#### Work to complete:
Return each line of the records that includes the string "paint", matching case exactly.
═════ Data supplied ═════
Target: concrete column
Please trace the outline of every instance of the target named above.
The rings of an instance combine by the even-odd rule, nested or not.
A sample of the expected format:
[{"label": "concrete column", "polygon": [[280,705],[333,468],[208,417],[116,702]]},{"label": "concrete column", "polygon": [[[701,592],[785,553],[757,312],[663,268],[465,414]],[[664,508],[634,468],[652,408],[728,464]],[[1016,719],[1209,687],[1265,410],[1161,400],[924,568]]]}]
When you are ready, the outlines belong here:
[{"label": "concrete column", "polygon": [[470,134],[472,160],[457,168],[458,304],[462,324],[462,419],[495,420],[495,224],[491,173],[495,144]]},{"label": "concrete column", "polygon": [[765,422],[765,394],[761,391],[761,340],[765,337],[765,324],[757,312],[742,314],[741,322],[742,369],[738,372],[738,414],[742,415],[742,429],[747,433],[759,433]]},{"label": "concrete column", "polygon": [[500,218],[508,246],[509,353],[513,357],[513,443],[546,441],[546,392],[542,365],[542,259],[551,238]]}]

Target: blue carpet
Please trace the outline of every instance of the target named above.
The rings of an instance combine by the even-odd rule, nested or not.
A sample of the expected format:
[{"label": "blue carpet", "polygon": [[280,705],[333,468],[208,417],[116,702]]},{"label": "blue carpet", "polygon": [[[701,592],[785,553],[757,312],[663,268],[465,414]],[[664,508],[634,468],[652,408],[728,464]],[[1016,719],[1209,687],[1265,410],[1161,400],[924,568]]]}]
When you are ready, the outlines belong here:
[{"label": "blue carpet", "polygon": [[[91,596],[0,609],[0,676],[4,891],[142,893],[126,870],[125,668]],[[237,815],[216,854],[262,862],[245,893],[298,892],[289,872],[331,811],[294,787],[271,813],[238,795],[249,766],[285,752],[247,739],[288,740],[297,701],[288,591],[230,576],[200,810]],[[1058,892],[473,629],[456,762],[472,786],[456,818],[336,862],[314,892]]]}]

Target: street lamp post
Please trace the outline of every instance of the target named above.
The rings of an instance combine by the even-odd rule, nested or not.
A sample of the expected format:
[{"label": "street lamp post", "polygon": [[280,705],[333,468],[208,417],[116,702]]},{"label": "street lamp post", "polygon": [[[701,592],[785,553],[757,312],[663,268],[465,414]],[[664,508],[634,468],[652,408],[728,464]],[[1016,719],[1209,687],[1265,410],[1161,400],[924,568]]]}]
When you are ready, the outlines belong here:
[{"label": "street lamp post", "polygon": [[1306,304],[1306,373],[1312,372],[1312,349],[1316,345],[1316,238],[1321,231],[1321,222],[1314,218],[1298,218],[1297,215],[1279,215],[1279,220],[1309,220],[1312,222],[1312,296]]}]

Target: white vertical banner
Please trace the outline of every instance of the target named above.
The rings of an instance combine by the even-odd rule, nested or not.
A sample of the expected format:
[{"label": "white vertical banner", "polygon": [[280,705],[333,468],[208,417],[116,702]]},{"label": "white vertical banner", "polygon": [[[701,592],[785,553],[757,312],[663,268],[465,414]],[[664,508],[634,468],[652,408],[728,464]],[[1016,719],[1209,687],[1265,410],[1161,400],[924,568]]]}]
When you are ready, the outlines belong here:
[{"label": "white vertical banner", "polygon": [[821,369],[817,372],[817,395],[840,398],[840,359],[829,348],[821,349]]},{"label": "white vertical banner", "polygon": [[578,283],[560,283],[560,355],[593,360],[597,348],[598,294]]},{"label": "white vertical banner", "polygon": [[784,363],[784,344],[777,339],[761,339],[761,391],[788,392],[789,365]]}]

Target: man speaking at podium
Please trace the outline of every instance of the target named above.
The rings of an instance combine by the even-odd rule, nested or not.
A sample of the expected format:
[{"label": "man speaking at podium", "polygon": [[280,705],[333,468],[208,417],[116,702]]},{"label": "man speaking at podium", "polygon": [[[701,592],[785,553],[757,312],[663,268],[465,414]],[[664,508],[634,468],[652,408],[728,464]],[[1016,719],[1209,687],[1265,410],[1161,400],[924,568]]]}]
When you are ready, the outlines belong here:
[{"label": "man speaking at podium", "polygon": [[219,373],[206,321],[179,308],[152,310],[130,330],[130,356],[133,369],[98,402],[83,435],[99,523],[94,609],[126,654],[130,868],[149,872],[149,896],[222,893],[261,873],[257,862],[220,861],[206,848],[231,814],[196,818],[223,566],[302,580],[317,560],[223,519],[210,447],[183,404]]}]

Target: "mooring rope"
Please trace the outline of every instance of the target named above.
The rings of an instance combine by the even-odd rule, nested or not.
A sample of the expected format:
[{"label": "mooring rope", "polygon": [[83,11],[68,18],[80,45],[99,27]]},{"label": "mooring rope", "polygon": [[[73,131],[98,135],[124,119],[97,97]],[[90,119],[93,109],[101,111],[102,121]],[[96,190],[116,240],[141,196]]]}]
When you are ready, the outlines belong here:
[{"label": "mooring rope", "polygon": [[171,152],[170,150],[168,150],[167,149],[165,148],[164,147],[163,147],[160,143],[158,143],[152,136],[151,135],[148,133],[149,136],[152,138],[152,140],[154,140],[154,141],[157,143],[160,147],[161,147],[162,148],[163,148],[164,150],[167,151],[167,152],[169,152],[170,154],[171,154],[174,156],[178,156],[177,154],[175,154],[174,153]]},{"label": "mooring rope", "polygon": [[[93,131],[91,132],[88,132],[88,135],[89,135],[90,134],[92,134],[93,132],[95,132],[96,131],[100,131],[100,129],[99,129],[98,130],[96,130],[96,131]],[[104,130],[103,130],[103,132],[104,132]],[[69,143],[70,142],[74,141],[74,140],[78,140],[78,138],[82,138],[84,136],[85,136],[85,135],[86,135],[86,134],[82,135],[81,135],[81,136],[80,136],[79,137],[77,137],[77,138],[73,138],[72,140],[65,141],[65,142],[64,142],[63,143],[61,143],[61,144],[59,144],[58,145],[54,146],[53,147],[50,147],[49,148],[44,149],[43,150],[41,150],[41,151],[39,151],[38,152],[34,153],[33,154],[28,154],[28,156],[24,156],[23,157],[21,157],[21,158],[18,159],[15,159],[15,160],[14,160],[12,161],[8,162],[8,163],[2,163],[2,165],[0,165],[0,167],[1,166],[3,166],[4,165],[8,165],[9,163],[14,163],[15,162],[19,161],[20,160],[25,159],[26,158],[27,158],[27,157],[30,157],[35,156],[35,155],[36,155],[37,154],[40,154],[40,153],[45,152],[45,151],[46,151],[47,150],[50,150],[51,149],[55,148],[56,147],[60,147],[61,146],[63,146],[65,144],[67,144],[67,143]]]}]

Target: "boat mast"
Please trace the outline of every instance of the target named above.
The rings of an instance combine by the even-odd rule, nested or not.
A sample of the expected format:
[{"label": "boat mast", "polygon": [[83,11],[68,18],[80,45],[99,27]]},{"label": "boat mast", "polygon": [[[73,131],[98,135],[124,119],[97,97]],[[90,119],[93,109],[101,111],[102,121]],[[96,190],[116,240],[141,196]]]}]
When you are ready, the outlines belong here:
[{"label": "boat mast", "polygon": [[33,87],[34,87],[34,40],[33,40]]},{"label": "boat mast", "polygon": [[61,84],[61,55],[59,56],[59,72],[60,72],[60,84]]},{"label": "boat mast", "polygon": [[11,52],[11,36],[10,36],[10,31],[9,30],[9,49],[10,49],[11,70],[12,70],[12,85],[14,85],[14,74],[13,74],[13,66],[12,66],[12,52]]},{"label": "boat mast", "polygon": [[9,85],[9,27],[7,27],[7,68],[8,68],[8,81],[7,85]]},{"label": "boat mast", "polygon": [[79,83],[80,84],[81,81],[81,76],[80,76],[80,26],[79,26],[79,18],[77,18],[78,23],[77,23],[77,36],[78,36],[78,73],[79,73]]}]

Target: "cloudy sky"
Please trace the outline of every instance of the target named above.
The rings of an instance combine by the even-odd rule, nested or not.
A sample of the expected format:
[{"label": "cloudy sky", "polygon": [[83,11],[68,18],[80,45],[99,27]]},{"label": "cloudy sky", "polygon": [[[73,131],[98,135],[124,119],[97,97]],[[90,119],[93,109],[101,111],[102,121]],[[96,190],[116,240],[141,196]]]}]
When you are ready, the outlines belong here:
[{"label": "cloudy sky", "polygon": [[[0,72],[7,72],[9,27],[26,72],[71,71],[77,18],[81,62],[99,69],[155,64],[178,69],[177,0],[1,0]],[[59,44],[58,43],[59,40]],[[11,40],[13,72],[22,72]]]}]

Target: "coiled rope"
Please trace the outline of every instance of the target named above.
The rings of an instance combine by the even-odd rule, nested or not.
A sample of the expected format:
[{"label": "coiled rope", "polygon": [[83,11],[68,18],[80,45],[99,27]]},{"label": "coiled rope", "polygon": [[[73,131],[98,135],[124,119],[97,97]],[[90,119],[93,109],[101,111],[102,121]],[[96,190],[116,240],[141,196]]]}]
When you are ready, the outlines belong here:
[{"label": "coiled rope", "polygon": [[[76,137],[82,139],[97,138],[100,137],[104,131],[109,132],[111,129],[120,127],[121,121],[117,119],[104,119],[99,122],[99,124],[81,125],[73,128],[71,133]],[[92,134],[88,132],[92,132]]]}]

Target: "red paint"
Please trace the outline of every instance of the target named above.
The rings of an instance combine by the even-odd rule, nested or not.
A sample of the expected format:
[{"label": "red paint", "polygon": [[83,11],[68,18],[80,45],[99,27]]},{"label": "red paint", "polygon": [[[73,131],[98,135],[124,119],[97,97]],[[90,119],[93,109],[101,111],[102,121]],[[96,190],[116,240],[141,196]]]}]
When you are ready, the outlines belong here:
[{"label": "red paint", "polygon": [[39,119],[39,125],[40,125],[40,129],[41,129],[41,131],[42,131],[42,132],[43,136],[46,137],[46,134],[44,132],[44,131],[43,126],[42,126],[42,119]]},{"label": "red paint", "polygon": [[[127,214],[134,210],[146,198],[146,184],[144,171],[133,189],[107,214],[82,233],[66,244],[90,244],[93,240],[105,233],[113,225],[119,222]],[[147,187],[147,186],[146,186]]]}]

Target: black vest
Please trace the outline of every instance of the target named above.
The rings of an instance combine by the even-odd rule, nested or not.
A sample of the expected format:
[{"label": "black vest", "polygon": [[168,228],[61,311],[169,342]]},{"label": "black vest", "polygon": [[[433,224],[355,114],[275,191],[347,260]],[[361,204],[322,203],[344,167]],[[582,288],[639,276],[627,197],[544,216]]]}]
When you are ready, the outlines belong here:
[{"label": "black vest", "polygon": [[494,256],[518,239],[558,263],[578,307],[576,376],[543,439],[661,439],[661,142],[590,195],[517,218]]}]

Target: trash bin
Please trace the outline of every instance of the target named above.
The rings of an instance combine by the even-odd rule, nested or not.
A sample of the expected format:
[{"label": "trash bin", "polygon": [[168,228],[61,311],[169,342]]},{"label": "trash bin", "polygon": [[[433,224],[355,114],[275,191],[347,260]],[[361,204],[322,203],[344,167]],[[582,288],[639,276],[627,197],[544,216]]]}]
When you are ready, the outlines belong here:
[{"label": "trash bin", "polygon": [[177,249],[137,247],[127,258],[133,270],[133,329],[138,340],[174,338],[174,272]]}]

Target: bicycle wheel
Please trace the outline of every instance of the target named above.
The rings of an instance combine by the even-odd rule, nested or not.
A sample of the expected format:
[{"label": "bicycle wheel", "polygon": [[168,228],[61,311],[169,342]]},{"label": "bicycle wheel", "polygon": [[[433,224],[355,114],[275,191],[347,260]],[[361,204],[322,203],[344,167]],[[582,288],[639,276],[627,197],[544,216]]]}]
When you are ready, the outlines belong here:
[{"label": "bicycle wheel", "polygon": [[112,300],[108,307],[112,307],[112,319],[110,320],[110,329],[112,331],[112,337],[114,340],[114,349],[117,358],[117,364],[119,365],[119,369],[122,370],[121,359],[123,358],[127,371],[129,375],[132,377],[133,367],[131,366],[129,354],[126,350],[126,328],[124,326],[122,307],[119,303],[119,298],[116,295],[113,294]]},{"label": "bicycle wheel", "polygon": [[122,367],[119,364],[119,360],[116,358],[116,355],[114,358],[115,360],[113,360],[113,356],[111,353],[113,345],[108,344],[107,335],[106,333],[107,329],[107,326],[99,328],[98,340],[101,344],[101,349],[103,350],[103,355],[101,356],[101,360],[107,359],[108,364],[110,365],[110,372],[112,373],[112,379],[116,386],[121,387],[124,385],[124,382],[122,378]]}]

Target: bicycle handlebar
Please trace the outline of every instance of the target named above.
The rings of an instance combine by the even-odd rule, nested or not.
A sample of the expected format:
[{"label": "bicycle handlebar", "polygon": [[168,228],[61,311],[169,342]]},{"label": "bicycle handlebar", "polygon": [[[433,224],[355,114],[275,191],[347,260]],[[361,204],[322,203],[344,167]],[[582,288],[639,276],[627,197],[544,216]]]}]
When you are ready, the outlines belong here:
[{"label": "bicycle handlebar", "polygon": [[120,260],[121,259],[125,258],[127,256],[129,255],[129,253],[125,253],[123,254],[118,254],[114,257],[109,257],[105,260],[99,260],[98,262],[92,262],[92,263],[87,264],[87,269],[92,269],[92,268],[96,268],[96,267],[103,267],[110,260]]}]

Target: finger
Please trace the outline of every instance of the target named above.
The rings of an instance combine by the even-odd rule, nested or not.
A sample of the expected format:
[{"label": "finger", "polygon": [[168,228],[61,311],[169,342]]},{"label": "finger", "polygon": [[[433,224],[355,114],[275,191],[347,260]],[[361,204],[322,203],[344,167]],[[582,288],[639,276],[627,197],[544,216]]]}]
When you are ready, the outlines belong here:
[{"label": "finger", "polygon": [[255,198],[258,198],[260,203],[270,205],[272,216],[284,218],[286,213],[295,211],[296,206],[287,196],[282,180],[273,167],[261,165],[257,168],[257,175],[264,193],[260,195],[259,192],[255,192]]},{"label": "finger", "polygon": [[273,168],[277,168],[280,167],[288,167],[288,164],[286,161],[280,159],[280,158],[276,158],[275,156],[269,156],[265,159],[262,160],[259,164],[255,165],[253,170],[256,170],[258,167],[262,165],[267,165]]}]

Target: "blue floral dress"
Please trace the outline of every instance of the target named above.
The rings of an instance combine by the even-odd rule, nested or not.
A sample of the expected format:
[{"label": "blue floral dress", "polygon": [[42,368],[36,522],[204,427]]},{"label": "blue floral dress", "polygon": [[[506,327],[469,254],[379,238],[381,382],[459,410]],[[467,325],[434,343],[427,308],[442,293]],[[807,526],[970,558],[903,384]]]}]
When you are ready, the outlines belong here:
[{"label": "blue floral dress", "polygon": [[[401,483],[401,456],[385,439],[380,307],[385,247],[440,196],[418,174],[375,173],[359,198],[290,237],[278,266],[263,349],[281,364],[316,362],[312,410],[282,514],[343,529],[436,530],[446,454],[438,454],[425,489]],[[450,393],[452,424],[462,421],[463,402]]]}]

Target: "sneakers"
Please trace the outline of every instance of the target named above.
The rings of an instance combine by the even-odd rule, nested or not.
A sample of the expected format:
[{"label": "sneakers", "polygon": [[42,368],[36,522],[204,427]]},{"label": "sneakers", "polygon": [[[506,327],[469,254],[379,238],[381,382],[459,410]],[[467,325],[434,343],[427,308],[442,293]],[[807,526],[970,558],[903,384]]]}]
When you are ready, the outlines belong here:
═════
#### Solution:
Target: "red paint"
[{"label": "red paint", "polygon": [[83,11],[68,18],[80,45],[99,27]]},{"label": "red paint", "polygon": [[[73,131],[98,135],[124,119],[97,97]],[[90,119],[93,109],[101,111],[102,121]],[[96,190],[116,240],[141,196]]]}]
[{"label": "red paint", "polygon": [[39,119],[39,125],[40,125],[40,129],[41,129],[41,131],[42,131],[42,132],[43,136],[46,137],[46,134],[44,132],[44,131],[43,126],[42,126],[42,119]]},{"label": "red paint", "polygon": [[[127,214],[134,210],[146,198],[146,184],[144,171],[133,189],[107,214],[82,233],[66,244],[90,244],[93,240],[105,233],[113,225],[119,222]],[[147,187],[147,186],[146,186]]]}]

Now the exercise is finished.